# START OF RECORDS FOR THE EXERCISE

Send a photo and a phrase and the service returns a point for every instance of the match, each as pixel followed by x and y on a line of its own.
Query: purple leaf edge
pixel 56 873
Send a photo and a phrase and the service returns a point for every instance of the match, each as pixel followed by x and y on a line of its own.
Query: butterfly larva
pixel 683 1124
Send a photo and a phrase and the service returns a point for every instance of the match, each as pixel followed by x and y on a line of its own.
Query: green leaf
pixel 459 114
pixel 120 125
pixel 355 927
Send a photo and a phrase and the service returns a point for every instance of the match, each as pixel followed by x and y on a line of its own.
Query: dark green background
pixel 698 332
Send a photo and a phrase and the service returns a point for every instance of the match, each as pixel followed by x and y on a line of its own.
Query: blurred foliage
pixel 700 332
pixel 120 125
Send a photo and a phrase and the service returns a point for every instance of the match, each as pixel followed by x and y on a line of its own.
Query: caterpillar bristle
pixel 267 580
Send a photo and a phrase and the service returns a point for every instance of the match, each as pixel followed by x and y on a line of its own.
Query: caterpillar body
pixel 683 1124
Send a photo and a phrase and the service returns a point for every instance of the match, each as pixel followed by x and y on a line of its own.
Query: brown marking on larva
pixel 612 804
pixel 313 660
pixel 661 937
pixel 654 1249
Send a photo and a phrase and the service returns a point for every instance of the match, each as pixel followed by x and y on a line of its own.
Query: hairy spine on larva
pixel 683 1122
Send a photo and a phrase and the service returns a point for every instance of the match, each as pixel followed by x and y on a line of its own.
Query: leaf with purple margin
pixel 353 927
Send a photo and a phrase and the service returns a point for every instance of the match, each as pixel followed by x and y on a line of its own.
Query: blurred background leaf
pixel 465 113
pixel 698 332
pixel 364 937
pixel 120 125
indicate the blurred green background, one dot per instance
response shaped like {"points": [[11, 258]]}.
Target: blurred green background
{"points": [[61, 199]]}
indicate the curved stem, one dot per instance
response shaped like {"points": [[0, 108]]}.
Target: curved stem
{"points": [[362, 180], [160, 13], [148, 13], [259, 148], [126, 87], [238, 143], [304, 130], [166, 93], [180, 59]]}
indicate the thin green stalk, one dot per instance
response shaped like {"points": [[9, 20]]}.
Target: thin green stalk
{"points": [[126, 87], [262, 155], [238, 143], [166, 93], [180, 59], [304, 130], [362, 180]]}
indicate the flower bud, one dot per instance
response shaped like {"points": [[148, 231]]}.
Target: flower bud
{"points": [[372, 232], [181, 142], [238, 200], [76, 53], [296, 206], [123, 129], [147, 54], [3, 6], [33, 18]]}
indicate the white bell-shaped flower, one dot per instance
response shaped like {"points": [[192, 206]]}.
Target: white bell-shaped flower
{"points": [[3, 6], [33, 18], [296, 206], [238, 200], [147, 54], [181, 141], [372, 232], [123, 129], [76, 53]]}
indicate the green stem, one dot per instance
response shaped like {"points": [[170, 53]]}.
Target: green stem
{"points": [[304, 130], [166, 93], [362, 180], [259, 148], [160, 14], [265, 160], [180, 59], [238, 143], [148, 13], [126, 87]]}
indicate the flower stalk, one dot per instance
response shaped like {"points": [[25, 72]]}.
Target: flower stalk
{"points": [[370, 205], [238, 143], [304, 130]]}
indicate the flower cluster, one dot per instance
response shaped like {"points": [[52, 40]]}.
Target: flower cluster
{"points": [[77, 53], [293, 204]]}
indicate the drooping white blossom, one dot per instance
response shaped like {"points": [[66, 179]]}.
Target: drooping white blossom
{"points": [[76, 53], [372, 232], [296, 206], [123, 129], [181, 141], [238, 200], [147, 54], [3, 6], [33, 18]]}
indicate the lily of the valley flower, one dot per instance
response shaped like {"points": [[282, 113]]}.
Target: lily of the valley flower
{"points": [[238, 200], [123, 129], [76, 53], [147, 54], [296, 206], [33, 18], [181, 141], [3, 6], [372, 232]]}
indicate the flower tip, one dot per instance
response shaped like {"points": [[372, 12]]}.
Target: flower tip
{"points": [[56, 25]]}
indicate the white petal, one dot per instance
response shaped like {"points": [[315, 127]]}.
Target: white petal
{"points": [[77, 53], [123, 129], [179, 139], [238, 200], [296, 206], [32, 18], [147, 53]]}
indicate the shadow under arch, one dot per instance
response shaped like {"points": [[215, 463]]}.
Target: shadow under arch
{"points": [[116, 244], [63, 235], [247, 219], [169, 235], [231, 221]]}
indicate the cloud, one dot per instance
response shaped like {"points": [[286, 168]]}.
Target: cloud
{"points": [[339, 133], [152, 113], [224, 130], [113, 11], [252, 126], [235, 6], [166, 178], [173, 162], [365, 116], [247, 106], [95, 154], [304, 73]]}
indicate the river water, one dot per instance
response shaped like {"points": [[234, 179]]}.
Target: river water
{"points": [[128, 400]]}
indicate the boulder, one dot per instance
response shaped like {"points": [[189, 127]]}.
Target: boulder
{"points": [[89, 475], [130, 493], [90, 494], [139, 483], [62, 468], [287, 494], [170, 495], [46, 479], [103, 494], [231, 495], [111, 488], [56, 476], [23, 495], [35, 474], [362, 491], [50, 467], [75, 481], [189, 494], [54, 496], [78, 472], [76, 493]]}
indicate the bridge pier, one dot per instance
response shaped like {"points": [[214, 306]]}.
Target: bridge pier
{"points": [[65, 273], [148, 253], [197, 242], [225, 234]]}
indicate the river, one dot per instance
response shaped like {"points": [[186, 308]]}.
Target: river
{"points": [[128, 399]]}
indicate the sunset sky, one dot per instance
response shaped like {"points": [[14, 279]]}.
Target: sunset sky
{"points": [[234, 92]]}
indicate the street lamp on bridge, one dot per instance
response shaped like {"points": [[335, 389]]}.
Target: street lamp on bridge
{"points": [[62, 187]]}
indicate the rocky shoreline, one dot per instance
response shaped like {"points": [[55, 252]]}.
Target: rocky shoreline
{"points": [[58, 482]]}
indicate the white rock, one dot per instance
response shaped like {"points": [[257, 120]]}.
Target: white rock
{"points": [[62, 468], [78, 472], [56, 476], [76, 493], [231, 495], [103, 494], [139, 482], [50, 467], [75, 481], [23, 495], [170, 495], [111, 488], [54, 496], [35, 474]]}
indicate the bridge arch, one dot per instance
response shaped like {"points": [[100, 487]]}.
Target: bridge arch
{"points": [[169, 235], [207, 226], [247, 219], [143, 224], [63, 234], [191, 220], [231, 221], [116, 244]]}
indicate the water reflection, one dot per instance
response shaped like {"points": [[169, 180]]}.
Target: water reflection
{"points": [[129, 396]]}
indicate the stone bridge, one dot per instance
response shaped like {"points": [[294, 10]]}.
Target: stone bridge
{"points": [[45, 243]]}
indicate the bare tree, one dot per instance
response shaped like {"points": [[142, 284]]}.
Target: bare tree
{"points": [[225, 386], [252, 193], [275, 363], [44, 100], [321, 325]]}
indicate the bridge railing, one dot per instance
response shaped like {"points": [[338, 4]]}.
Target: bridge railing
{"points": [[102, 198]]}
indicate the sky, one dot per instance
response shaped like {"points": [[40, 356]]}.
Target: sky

# END OF RECORDS FOR THE EXERCISE

▸ YOUR INSTRUCTIONS
Write out the entries above as a numbered list, leaving out any blank lines.

▸ OUTPUT BELOW
1. Send a photo and a phrase and the service returns a point for every instance of the match, each as pixel followed by x and y on a line of its own.
2. Query: purple leaf edge
3. pixel 56 873
4. Send a photo and a phrase and the service returns a point for every instance of the match, each as pixel followed by x and y on a line of its own.
5. Query: butterfly larva
6. pixel 683 1124
7. Send a photo and a phrase and the service returns a point for every instance of the match, each as pixel followed by x and y on a line of its own.
8. Query: green leaf
9. pixel 459 114
10. pixel 120 125
11. pixel 355 927
12. Send a photo and a phrase and the service returns a point for every instance of the match, each as pixel followed by x and y on a line of its own.
13. Query: dark green background
14. pixel 698 332
15. Send a photo and a phrase and the service returns a point for every instance of the match, each as pixel followed by x and y on a line of its own.
16. Query: blurred foliage
17. pixel 700 332
18. pixel 120 125
19. Send a photo and a phrase and the service returns a point for every instance of the match, each as pixel followed by x and y on a line of its own.
20. Query: caterpillar bristle
21. pixel 267 580
22. Send a photo and a phrase and the service returns a point for every instance of the match, each as pixel followed by x and y on a line of its own.
23. Query: caterpillar body
24. pixel 683 1124
25. Send a photo and a phrase and the service returns a point for every instance of the match, each as pixel followed by x and y on a line of its own.
26. Query: brown marking on larva
27. pixel 612 804
28. pixel 313 660
29. pixel 661 937
30. pixel 654 1249
31. Send a photo and a phrase and the service returns a point for every instance of the match, each as pixel followed by x and y on a line of its own.
32. Query: hairy spine on larva
33. pixel 683 1122
34. Send a photo and a phrase and the service returns a point for every instance of the match, each as pixel followed by x and y on a line of its own.
35. Query: leaf with purple margin
36. pixel 353 927
37. Send a photo and a phrase and the service returns a point for every instance of the match, each as pixel followed by x and y on a line of its own.
38. Query: blurred background leaf
39. pixel 465 113
40. pixel 698 332
41. pixel 364 937
42. pixel 120 125
43. indicate the blurred green background, one dot per instance
44. response shaped like {"points": [[11, 258]]}.
45. Target: blurred green background
46. {"points": [[61, 199]]}
47. indicate the curved stem, one dot per instance
48. response shaped like {"points": [[0, 108]]}.
49. Target: curved stem
50. {"points": [[362, 180], [160, 13], [148, 13], [259, 148], [126, 87], [238, 143], [304, 130], [166, 93], [180, 59]]}
51. indicate the thin green stalk, one dot per instance
52. response shaped like {"points": [[9, 20]]}.
53. Target: thin green stalk
54. {"points": [[126, 87], [262, 155], [238, 143], [166, 93], [180, 59], [304, 130], [362, 180]]}
55. indicate the flower bud, one dot per instance
56. response shaped like {"points": [[148, 231]]}.
57. Target: flower bud
58. {"points": [[372, 232], [181, 142], [238, 200], [76, 53], [296, 206], [123, 129], [147, 54], [3, 6], [33, 18]]}
59. indicate the white bell-shaped flower, one dot per instance
60. response shaped like {"points": [[192, 206]]}.
61. Target: white bell-shaped flower
62. {"points": [[3, 6], [33, 18], [296, 206], [238, 200], [147, 54], [181, 141], [372, 232], [123, 129], [76, 53]]}
63. indicate the green stem, one dot per instance
64. response shaped like {"points": [[170, 53]]}.
65. Target: green stem
66. {"points": [[304, 130], [166, 93], [362, 180], [259, 148], [160, 14], [265, 160], [180, 59], [238, 143], [148, 13], [126, 87]]}
67. indicate the flower stalk, one dot per instance
68. response shaped like {"points": [[25, 72]]}.
69. Target: flower stalk
70. {"points": [[370, 205], [238, 143], [304, 130]]}
71. indicate the flower cluster, one dot per instance
72. response shaped like {"points": [[52, 40]]}.
73. Target: flower cluster
74. {"points": [[77, 53], [293, 204]]}
75. indicate the drooping white blossom, one dot per instance
76. response shaped like {"points": [[66, 179]]}.
77. Target: drooping white blossom
78. {"points": [[76, 53], [372, 232], [296, 206], [123, 129], [181, 141], [238, 200], [147, 54], [3, 6], [33, 18]]}
79. indicate the lily of the valley flower, one dot per instance
80. response shaped like {"points": [[282, 113]]}.
81. Target: lily of the valley flower
82. {"points": [[238, 200], [123, 129], [76, 53], [147, 54], [296, 206], [33, 18], [181, 141], [3, 6], [372, 232]]}
83. indicate the flower tip, one dot per instance
84. response shaped like {"points": [[372, 12]]}.
85. Target: flower tip
86. {"points": [[56, 25]]}
87. indicate the white petal, one dot per instance
88. response shaped like {"points": [[315, 127]]}.
89. Target: white petal
90. {"points": [[77, 53], [123, 129], [179, 139], [238, 200], [296, 206], [32, 18], [147, 53]]}
91. indicate the shadow under arch, one dot per instance
92. response shaped like {"points": [[215, 463]]}.
93. Target: shadow under arch
94. {"points": [[116, 244], [63, 235], [247, 219], [169, 235], [231, 221]]}
95. indicate the cloud, one dot per instance
96. response shaped like {"points": [[286, 168]]}.
97. Target: cloud
98. {"points": [[339, 133], [152, 113], [224, 130], [113, 11], [252, 126], [235, 6], [166, 178], [173, 162], [365, 116], [247, 106], [95, 154], [304, 73]]}
99. indicate the river water, one dot per instance
100. response shaped like {"points": [[234, 179]]}.
101. Target: river water
102. {"points": [[128, 400]]}
103. indicate the boulder, one dot per instance
104. response shaped like {"points": [[189, 127]]}.
105. Target: boulder
106. {"points": [[89, 475], [130, 493], [90, 494], [139, 483], [62, 468], [287, 494], [170, 495], [46, 479], [103, 494], [231, 495], [111, 488], [56, 476], [23, 495], [35, 474], [362, 491], [50, 467], [75, 481], [189, 494], [54, 496], [78, 472], [76, 493]]}
107. indicate the bridge pier, one dot per instance
108. response shaped like {"points": [[214, 306]]}.
109. Target: bridge pier
110. {"points": [[65, 273], [148, 253], [197, 242], [225, 234]]}
111. indicate the river, one dot per instance
112. response shaped like {"points": [[186, 308]]}.
113. Target: river
114. {"points": [[128, 399]]}
115. indicate the sunset sky, one dot per instance
116. response shaped like {"points": [[14, 279]]}.
117. Target: sunset sky
118. {"points": [[234, 92]]}
119. indicate the street lamp on bridge, one dot per instance
120. response shaped like {"points": [[335, 389]]}.
121. Target: street lamp on bridge
122. {"points": [[62, 187]]}
123. indicate the rocky shoreline, one dot per instance
124. response shaped like {"points": [[55, 252]]}.
125. Target: rocky shoreline
126. {"points": [[58, 482]]}
127. indicate the white rock, one dot per instance
128. response shaped like {"points": [[257, 120]]}.
129. Target: white rock
130. {"points": [[62, 468], [78, 472], [56, 476], [76, 493], [231, 495], [103, 494], [139, 482], [50, 467], [75, 481], [23, 495], [170, 495], [111, 488], [54, 496], [35, 474]]}
131. indicate the bridge arch, one dot per instance
132. response shaped like {"points": [[100, 487]]}.
133. Target: bridge arch
134. {"points": [[169, 235], [207, 226], [247, 219], [143, 224], [63, 234], [191, 220], [231, 221], [116, 244]]}
135. indicate the water reflection, one dot per instance
136. response shaped like {"points": [[169, 180]]}.
137. Target: water reflection
138. {"points": [[129, 396]]}
139. indicate the stone bridge, one dot per instance
140. response shaped like {"points": [[294, 10]]}.
141. Target: stone bridge
142. {"points": [[45, 243]]}
143. indicate the bare tree, one dot per instance
144. response shaped like {"points": [[142, 284]]}.
145. Target: bare tree
146. {"points": [[225, 386], [252, 193], [275, 363], [44, 100], [321, 325]]}
147. indicate the bridge railing, one dot per instance
148. response shaped like {"points": [[338, 4]]}.
149. Target: bridge railing
150. {"points": [[102, 198]]}
151. indicate the sky, one dot per instance
152. response shaped like {"points": [[40, 356]]}.
153. Target: sky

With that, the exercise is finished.